### EXERCISE BRIEF:
Report how many lines of the following entries include the string "below"; respond with the number alone.

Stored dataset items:
*** Begin section ***

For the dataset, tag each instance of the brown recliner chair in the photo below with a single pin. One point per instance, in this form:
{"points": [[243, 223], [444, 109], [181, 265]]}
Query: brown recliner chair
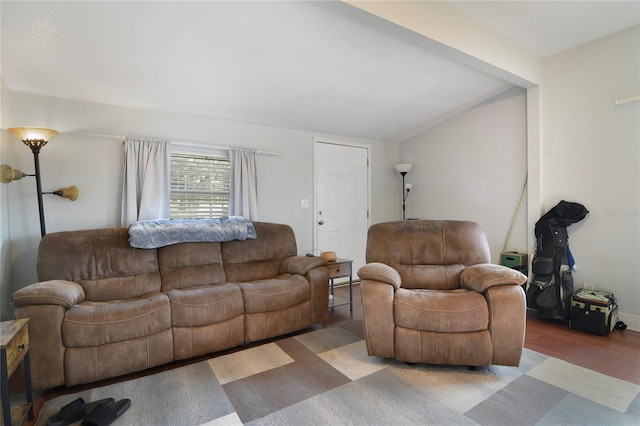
{"points": [[430, 295]]}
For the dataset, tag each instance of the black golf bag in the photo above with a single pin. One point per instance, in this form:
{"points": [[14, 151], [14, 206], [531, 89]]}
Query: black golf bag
{"points": [[551, 285]]}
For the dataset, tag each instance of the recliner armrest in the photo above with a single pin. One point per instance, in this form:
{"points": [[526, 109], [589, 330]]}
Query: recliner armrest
{"points": [[485, 275], [377, 271], [301, 264], [53, 292]]}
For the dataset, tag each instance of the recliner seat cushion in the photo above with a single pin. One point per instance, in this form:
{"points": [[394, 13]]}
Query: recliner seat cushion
{"points": [[443, 311], [91, 324]]}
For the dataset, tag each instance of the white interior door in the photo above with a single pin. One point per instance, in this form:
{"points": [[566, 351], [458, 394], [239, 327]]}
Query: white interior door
{"points": [[342, 200]]}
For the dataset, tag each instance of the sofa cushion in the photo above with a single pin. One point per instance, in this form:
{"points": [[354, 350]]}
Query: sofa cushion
{"points": [[201, 306], [99, 323], [190, 265], [102, 261], [450, 311], [275, 294], [258, 259]]}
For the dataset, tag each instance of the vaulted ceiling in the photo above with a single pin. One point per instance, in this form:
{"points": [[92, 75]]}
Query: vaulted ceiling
{"points": [[288, 64]]}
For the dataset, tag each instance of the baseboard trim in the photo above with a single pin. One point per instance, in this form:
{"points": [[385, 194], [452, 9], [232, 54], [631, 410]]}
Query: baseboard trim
{"points": [[632, 321]]}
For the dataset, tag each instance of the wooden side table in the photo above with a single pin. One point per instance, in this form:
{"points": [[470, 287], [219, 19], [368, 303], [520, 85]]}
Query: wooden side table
{"points": [[338, 269], [14, 349]]}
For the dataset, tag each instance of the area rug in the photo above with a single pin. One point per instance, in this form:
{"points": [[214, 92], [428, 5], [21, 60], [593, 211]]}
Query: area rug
{"points": [[325, 377]]}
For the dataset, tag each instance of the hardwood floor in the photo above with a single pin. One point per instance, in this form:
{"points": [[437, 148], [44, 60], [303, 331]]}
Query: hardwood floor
{"points": [[616, 355]]}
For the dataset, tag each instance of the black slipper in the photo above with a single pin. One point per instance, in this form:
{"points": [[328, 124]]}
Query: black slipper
{"points": [[105, 414], [75, 411]]}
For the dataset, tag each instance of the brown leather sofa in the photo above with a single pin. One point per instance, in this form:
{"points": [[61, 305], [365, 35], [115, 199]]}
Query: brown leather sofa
{"points": [[104, 309], [430, 295]]}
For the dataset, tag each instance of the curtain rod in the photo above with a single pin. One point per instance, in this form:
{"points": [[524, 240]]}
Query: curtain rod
{"points": [[122, 138], [626, 100]]}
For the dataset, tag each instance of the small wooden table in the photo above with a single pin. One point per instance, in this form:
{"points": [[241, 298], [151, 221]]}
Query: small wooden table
{"points": [[14, 349], [338, 269]]}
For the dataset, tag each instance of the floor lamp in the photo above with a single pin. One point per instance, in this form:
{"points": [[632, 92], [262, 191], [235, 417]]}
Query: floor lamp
{"points": [[403, 169], [35, 138]]}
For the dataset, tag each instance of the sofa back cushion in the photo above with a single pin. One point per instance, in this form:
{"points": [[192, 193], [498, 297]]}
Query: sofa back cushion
{"points": [[187, 265], [427, 253], [259, 258], [102, 261]]}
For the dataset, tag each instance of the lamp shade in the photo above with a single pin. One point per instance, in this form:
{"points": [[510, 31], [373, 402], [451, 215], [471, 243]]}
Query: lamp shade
{"points": [[403, 168], [9, 174], [33, 137]]}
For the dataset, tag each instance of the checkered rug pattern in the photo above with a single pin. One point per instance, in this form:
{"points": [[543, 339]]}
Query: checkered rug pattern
{"points": [[325, 377]]}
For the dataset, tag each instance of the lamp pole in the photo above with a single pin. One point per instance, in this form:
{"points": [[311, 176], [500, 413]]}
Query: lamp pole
{"points": [[404, 196], [36, 161]]}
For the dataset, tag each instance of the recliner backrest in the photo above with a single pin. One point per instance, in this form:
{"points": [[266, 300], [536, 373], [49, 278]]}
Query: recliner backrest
{"points": [[428, 254]]}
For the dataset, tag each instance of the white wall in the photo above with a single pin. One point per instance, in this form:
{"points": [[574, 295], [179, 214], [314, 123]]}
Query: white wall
{"points": [[591, 155], [472, 167], [95, 166], [5, 269]]}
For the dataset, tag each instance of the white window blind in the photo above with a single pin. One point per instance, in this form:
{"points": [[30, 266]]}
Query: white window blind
{"points": [[199, 186]]}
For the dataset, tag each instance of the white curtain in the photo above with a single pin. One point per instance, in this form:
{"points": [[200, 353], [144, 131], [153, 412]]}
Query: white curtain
{"points": [[147, 180], [244, 183]]}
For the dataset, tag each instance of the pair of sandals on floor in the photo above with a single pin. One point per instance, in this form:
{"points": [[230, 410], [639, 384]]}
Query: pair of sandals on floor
{"points": [[97, 413]]}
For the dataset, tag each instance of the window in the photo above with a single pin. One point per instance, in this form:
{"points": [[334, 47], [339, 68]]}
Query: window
{"points": [[199, 186]]}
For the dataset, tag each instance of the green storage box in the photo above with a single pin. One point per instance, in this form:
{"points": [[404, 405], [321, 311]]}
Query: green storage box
{"points": [[514, 260]]}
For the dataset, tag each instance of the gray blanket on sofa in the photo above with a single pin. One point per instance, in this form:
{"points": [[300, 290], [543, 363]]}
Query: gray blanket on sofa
{"points": [[164, 232]]}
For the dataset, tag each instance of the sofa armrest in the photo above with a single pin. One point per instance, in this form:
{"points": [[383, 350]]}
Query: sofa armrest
{"points": [[53, 292], [301, 264], [380, 272], [483, 276]]}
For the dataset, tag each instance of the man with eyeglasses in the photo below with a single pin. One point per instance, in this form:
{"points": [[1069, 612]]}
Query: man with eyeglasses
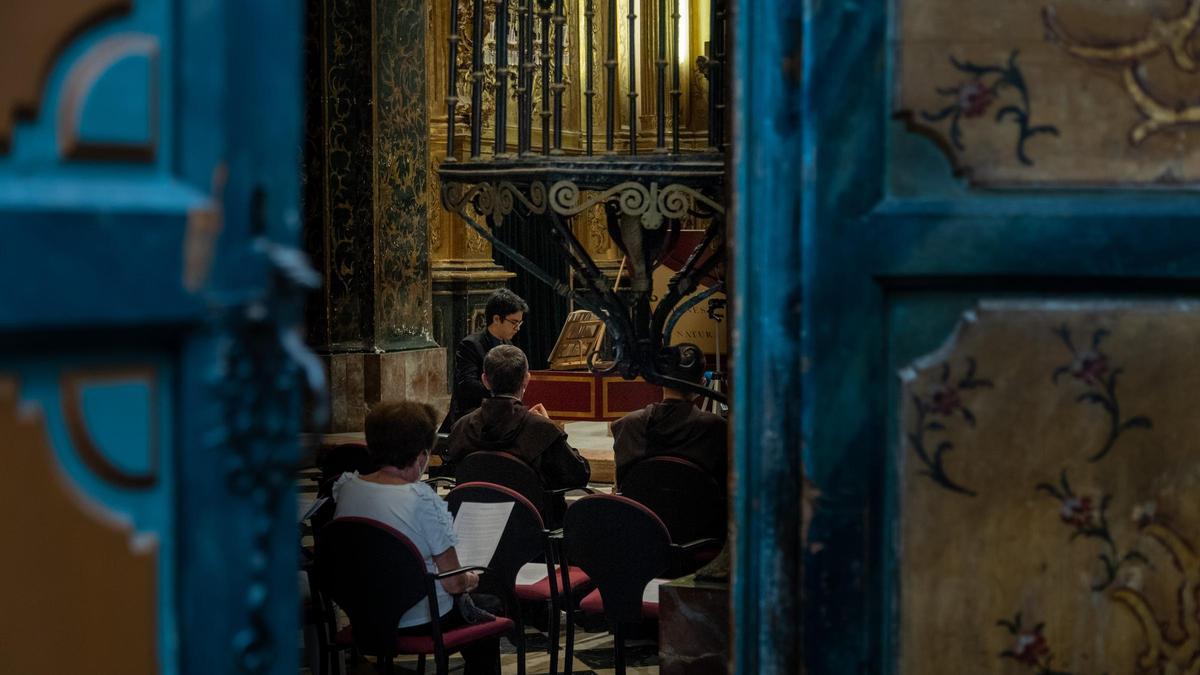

*** End section ***

### OUTPUT FOR THIS TASK:
2